### TASK STATEMENT
Your task is to transcribe all of the records exactly and leave out the pictures.

### MATERIAL FOR THE TASK
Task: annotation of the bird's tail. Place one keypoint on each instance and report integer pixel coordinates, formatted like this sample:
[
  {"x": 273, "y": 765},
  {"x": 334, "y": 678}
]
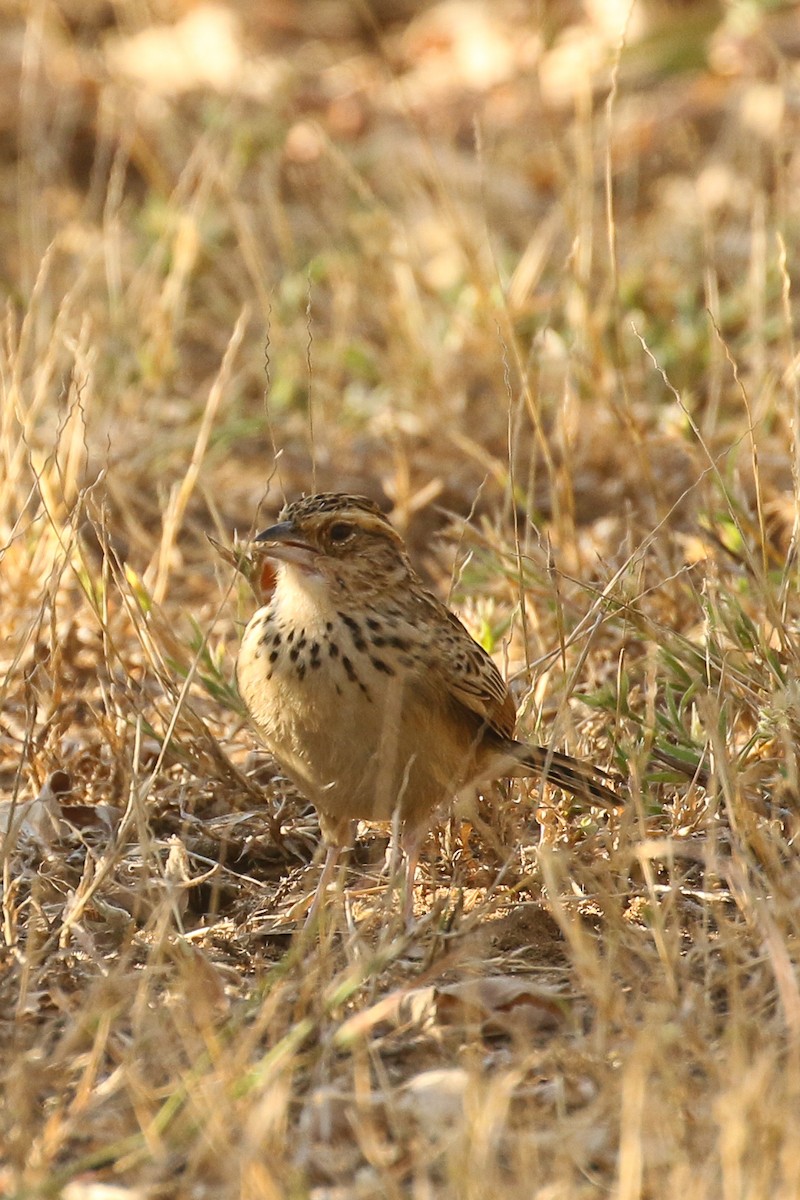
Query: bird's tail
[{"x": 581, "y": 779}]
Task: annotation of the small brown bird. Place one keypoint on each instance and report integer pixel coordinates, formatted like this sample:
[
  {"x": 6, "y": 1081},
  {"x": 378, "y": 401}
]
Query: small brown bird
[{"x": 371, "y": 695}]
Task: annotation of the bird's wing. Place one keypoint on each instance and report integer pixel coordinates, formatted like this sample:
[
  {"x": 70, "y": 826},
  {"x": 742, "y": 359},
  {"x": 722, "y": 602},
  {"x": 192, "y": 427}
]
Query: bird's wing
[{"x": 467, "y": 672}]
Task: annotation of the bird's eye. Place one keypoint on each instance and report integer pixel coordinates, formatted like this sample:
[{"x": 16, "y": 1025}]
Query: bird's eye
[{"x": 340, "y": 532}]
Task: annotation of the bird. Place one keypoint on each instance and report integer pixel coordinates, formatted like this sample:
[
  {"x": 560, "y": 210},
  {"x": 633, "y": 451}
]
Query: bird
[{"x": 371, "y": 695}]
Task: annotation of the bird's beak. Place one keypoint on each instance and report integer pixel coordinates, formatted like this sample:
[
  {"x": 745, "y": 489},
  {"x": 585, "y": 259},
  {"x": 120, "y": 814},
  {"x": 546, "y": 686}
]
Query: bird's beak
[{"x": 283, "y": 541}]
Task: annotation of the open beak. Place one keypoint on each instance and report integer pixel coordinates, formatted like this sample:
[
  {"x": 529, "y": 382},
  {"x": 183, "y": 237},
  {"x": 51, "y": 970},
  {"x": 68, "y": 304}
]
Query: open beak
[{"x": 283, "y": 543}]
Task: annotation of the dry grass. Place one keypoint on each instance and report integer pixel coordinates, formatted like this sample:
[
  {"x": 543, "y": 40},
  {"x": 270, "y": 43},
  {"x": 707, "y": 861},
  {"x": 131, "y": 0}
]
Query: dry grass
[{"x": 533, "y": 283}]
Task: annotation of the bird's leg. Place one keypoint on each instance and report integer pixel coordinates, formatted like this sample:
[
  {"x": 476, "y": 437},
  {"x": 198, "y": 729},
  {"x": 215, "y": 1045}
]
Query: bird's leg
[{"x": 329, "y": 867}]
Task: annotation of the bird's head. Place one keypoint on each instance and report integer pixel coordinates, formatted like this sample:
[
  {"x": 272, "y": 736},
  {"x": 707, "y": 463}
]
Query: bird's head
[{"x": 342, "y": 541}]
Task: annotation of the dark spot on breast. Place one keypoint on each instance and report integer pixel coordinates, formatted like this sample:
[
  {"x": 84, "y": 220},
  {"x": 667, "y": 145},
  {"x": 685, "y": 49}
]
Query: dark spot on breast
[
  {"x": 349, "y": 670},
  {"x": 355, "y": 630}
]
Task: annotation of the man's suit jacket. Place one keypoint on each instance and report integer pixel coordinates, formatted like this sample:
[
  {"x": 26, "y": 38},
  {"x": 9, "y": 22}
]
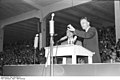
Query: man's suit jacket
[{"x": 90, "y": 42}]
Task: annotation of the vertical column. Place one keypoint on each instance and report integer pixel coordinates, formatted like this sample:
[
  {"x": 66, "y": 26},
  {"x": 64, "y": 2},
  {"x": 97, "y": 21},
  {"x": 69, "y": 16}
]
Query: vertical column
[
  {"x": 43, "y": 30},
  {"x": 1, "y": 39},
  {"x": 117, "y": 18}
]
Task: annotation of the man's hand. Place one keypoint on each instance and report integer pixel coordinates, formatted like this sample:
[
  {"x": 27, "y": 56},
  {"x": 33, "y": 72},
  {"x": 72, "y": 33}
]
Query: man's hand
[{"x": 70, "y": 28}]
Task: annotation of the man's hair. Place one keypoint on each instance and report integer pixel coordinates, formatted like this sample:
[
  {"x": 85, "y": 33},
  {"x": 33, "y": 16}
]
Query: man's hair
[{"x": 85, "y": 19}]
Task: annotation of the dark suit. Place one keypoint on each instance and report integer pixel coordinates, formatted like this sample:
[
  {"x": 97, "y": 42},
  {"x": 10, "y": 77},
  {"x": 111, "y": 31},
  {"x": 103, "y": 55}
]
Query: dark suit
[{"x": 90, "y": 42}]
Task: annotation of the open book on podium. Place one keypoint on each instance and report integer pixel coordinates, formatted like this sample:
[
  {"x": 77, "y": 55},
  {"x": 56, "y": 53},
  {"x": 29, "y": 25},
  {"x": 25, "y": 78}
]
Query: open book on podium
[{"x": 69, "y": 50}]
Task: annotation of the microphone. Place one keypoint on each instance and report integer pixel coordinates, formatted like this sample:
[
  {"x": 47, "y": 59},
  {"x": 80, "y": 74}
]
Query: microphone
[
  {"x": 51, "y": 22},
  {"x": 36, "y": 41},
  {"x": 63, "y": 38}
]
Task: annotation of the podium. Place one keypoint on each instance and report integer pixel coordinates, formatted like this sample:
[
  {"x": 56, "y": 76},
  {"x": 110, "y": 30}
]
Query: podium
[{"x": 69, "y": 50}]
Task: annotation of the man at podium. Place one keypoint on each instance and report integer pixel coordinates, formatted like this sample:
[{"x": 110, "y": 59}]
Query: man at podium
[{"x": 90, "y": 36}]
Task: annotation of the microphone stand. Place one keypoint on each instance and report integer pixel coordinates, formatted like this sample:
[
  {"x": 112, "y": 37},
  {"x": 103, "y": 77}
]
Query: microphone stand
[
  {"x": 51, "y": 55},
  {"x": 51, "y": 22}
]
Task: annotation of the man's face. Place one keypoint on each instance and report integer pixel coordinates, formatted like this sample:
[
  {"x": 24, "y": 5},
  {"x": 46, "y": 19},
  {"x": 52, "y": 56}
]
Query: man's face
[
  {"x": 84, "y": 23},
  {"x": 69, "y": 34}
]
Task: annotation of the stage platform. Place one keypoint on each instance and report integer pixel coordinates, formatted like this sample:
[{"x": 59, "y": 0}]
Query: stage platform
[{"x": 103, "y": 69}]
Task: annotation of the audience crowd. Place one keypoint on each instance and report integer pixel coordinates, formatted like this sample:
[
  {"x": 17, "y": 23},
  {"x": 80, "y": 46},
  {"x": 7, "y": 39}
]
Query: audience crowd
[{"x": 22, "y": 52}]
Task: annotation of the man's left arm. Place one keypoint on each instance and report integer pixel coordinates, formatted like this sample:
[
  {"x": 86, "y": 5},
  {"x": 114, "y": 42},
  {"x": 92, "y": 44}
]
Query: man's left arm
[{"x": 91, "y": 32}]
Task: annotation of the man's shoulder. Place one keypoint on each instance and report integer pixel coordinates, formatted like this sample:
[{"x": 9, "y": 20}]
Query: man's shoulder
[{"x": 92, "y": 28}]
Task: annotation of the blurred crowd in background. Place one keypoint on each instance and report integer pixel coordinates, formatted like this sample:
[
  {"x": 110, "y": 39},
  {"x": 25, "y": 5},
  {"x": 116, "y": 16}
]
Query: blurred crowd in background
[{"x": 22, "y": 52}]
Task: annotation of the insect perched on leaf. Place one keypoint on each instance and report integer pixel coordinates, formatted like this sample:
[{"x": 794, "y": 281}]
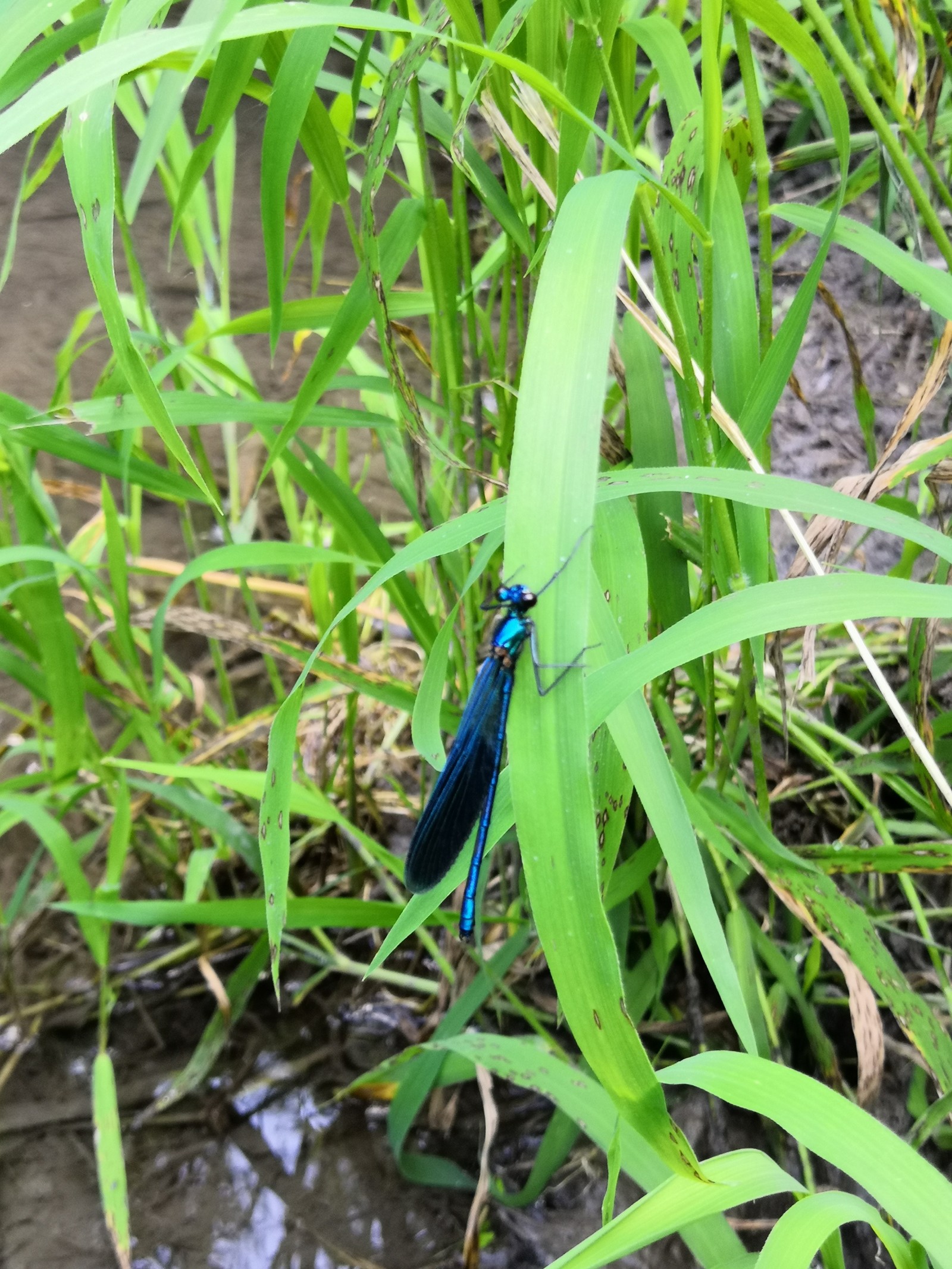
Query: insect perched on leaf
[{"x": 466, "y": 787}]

### WRITTEN RESPONSE
Task: annotation of the bird's tail. Place one keypoint on each instance and report integer pixel coordinates, formatted like this sample:
[
  {"x": 273, "y": 765},
  {"x": 334, "y": 678}
]
Query: bird's tail
[{"x": 581, "y": 779}]
Task: annotation of the small brown bird. Place one keypoint on each instance and report integer pixel coordinates, formatted like this sample:
[
  {"x": 6, "y": 1081},
  {"x": 378, "y": 401}
]
Query: small brown bird
[{"x": 371, "y": 695}]
Task: annotation of the bird's wing. Place one keypoint on each instance and report integer pixel coordinates, formatted like this sample:
[
  {"x": 70, "y": 826},
  {"x": 742, "y": 359},
  {"x": 722, "y": 602},
  {"x": 192, "y": 427}
]
Query: bird's wing
[{"x": 467, "y": 672}]
Task: annotation of the bird's eye. Place one keypoint on each instance and report integer pixel coordinates, formatted like this sample:
[{"x": 16, "y": 1025}]
Query: bird's eye
[{"x": 340, "y": 532}]
Task: annotation of the bird. Place one keypoint on each instance and report integer pixel coordinates, formatted like this sample:
[
  {"x": 560, "y": 210},
  {"x": 633, "y": 451}
]
Query: bird
[{"x": 371, "y": 695}]
Task: annotation of the bird's beak. Place one keypoint on each instance and report integer pixel coordinates, formatted like this sample:
[
  {"x": 745, "y": 489},
  {"x": 585, "y": 259},
  {"x": 120, "y": 814},
  {"x": 546, "y": 686}
]
Query: bird's beak
[{"x": 283, "y": 541}]
Task: annotation of the open beak. Place one keypoint on each instance and report integer pixel coordinates, formatted like this sample:
[
  {"x": 529, "y": 382},
  {"x": 183, "y": 237},
  {"x": 51, "y": 970},
  {"x": 68, "y": 304}
]
Query: open beak
[{"x": 283, "y": 543}]
Task: annotation of the dry grass. Place one keypoint on each instance and report integer pixel coordinates, formatted like this sample:
[
  {"x": 543, "y": 40},
  {"x": 270, "y": 43},
  {"x": 707, "y": 861},
  {"x": 131, "y": 0}
]
Query: dry grass
[{"x": 533, "y": 283}]
Task: annotation of the bird's leg. Place one keypoint on each instance and report integer pixel coordinates, formatted like this sample:
[
  {"x": 476, "y": 437},
  {"x": 198, "y": 729},
  {"x": 215, "y": 1045}
]
Query: bird's leg
[{"x": 329, "y": 867}]
Task: annotation of the bird's head. Place one keypoint on each instance and report integer pixel coordinates, formatted like this sample:
[
  {"x": 272, "y": 736},
  {"x": 707, "y": 463}
]
Query: bird's head
[{"x": 342, "y": 541}]
Task: annotation of the dark spot on breast. Place one keypoint on each instance and report integer pixel coordinates, formatted like this sample:
[
  {"x": 84, "y": 220},
  {"x": 667, "y": 145},
  {"x": 685, "y": 49}
]
Query: dark spot on breast
[
  {"x": 349, "y": 670},
  {"x": 355, "y": 630}
]
Task: annotation of the man's suit jacket. Place one keypoint on each instance and report integer pixel coordinates, formatted like this sample:
[
  {"x": 26, "y": 38},
  {"x": 9, "y": 22}
]
Query: man's suit jacket
[{"x": 90, "y": 42}]
Task: annotation of the vertical column. Place one keypoint on each instance and report integer pixel coordinates, formatted like this sample:
[
  {"x": 66, "y": 26},
  {"x": 64, "y": 2},
  {"x": 97, "y": 21},
  {"x": 69, "y": 16}
]
Query: vertical column
[
  {"x": 43, "y": 30},
  {"x": 1, "y": 39},
  {"x": 117, "y": 18}
]
Task: annotation of the man's hand. Place one keypoint on each instance and report integer pixel coordinates, formatted like this sample:
[
  {"x": 27, "y": 56},
  {"x": 33, "y": 72},
  {"x": 72, "y": 33}
]
Query: man's hand
[{"x": 70, "y": 28}]
Task: annotation of the man's hair. Place one keypoint on each instance and report integer pixel coordinates, formatted like this sample:
[
  {"x": 85, "y": 33},
  {"x": 33, "y": 16}
]
Query: man's hair
[{"x": 85, "y": 19}]
Task: annotation of the dark suit. Place one keypoint on each instance and report integer pixel coordinates, formatted like this sample:
[
  {"x": 97, "y": 42},
  {"x": 10, "y": 77},
  {"x": 111, "y": 31},
  {"x": 103, "y": 55}
]
Query: dark suit
[{"x": 90, "y": 42}]
Task: annotation of the open book on podium. Place one keypoint on each instance and report integer pixel coordinates, formatted like this sample:
[
  {"x": 77, "y": 55},
  {"x": 56, "y": 53},
  {"x": 29, "y": 25},
  {"x": 25, "y": 78}
]
Query: open book on podium
[{"x": 69, "y": 50}]
Task: annotation of the microphone. Place one keypoint on each instance and report integer pixel coordinates, formatted like this sample:
[
  {"x": 47, "y": 59},
  {"x": 80, "y": 74}
]
Query: microphone
[
  {"x": 51, "y": 22},
  {"x": 36, "y": 41},
  {"x": 63, "y": 38}
]
Task: annotation of the podium. Place one keypoint on each instance and report integer pixel coordinates, formatted like this sample:
[
  {"x": 56, "y": 76},
  {"x": 110, "y": 30}
]
Query: podium
[{"x": 69, "y": 50}]
Task: annotation of the man at podium. Place one keypoint on each instance and report integer pixel coordinates, formatted like this sample:
[{"x": 110, "y": 59}]
Query: man at podium
[{"x": 90, "y": 36}]
Task: annotation of the microphone stand. Place one keypoint on each instance and report integer pixel coordinates, formatted like this sample:
[
  {"x": 112, "y": 37},
  {"x": 103, "y": 77}
]
Query: microphone stand
[
  {"x": 51, "y": 55},
  {"x": 51, "y": 22}
]
Task: annotation of the man's face. Place one keypoint on each instance and report integer pixel coordinates, formatted like this sample:
[
  {"x": 24, "y": 5},
  {"x": 46, "y": 19},
  {"x": 52, "y": 56}
]
Query: man's face
[
  {"x": 84, "y": 23},
  {"x": 69, "y": 34}
]
Task: annotation of the stage platform. Place one keypoint on each instance and report integer pixel coordinates, formatted like this sample:
[{"x": 59, "y": 0}]
Query: stage platform
[{"x": 103, "y": 69}]
Task: annotation of the audience crowd. Place one keypoint on each instance and report integer pixel coordinates, formatted like this sample:
[
  {"x": 17, "y": 23},
  {"x": 80, "y": 46},
  {"x": 7, "y": 39}
]
Query: audience crowd
[{"x": 22, "y": 52}]
Task: annotation of the man's left arm. Place one keypoint on each instance and report integer pixel coordinates, formatted like this sample:
[
  {"x": 86, "y": 5},
  {"x": 114, "y": 42},
  {"x": 92, "y": 44}
]
Query: man's left arm
[{"x": 91, "y": 32}]
Task: annotation of the man's shoulder. Place one keypoint on each instance and report integer pixel coordinates, formatted like this sample:
[{"x": 9, "y": 20}]
Query: man's shoulder
[{"x": 92, "y": 28}]
Task: annotation of the blurred crowd in background. Place one keypoint on each instance and report integer pixel coordinates, formatted like this sample:
[
  {"x": 110, "y": 39},
  {"x": 25, "y": 5},
  {"x": 116, "y": 16}
]
Query: blurred crowd in background
[{"x": 22, "y": 52}]
Task: annotation of the insect perched on leaf. Place one keypoint on each instance and report integer pixel coordinates, formatted like this sample:
[{"x": 794, "y": 281}]
Query: insect perched on leaf
[{"x": 466, "y": 787}]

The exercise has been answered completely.